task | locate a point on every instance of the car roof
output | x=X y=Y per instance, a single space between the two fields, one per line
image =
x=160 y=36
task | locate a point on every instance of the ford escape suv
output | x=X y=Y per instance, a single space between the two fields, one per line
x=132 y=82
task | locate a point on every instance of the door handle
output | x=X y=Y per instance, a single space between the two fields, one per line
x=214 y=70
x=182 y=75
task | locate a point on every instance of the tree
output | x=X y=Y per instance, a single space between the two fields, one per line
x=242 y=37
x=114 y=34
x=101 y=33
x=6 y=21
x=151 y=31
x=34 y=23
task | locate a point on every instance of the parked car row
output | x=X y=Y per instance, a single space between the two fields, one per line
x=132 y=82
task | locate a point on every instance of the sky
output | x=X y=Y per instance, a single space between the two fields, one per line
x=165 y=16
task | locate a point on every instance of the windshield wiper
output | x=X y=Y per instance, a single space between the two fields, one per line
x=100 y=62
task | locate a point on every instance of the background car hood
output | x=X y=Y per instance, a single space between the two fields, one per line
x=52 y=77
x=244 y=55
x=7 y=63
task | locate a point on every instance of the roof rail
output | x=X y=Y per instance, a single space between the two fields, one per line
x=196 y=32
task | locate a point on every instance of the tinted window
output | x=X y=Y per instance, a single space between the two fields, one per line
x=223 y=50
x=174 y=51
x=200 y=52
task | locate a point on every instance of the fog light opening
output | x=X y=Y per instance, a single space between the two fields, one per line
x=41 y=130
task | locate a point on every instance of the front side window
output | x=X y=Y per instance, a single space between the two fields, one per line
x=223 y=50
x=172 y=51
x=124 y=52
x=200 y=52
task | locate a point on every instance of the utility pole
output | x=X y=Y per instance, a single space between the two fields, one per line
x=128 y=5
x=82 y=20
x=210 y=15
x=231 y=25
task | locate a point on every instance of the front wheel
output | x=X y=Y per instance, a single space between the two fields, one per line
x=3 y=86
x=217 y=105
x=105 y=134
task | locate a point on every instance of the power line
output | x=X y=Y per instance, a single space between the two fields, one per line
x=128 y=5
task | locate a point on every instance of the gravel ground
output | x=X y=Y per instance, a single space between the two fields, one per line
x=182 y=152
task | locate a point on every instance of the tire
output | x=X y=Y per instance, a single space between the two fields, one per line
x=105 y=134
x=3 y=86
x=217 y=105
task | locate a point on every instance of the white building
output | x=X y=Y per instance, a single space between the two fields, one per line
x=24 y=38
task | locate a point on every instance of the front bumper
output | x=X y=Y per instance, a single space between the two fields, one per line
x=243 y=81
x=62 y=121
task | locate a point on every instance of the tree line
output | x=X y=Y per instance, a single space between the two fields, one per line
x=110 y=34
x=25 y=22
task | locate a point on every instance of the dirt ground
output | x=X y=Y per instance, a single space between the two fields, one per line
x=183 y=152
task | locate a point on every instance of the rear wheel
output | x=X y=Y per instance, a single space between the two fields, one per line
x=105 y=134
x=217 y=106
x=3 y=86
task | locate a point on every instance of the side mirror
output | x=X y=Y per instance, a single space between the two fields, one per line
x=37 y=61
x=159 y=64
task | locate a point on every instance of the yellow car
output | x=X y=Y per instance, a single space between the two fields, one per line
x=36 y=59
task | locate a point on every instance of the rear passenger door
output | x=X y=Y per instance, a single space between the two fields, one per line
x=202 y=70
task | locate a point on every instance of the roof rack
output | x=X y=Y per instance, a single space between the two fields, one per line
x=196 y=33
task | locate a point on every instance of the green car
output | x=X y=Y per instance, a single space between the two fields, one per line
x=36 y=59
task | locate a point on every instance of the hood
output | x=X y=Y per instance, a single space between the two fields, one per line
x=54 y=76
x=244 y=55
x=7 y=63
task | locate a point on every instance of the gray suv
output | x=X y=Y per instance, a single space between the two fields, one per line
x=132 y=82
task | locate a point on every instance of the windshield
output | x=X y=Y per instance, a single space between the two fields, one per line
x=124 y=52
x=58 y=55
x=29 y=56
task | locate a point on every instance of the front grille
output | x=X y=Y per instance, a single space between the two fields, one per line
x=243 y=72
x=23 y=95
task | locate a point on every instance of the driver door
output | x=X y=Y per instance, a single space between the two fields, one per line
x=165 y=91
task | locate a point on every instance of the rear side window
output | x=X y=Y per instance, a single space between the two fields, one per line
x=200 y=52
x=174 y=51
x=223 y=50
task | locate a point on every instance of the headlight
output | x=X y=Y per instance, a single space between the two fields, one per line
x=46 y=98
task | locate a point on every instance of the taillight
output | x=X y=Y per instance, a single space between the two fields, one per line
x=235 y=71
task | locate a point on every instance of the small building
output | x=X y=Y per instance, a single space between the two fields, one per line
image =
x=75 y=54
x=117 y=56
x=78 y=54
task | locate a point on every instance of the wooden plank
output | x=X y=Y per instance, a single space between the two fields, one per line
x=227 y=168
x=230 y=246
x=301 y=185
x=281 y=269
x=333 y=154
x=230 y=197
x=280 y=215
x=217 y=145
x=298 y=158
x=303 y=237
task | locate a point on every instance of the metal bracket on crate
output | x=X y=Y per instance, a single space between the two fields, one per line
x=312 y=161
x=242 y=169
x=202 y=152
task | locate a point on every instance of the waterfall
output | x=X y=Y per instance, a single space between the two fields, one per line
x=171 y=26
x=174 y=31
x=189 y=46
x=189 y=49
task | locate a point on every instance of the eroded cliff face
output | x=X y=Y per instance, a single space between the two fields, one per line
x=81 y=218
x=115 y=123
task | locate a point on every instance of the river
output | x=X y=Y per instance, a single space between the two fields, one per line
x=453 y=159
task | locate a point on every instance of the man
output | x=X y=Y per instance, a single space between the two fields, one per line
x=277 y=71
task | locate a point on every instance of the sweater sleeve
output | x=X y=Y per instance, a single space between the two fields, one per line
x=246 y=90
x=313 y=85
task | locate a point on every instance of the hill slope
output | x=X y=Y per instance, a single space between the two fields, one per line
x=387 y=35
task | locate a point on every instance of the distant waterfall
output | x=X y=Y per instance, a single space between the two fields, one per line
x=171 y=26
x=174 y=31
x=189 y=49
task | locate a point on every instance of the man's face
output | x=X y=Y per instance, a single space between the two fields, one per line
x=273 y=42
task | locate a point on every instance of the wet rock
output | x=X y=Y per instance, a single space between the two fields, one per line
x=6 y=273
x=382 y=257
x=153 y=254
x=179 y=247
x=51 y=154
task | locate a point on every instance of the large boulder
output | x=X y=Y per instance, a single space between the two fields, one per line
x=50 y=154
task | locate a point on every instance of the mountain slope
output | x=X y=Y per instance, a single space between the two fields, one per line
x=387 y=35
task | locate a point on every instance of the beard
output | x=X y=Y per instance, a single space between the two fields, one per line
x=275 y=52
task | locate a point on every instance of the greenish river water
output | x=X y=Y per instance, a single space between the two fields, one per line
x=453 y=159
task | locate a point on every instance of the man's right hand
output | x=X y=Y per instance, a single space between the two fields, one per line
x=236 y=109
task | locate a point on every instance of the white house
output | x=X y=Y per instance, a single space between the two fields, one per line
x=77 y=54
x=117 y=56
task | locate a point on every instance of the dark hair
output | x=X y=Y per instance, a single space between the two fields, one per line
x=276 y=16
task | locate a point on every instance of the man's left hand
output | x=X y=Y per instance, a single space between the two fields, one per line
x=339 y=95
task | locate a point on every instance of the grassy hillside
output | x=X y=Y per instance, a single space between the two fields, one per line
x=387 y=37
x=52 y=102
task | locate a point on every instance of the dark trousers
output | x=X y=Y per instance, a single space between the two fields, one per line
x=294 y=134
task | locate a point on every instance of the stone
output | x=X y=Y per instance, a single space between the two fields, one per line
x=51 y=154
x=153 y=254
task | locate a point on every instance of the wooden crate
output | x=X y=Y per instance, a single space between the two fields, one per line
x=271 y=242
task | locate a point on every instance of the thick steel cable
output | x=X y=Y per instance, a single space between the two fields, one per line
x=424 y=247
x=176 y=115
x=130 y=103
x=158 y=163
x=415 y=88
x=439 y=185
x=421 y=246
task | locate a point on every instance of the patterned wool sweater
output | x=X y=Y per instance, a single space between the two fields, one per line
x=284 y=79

################

AIM ->
Copy out, word for word, the lines starting at the one that contains "task | locate a point on every instance of the patterned" and ending with the last line above.

EXERCISE ANSWER ->
task | locate a point on every instance of the patterned wool sweater
output | x=X y=Y per instance, a single space between the two fields, one per line
x=284 y=79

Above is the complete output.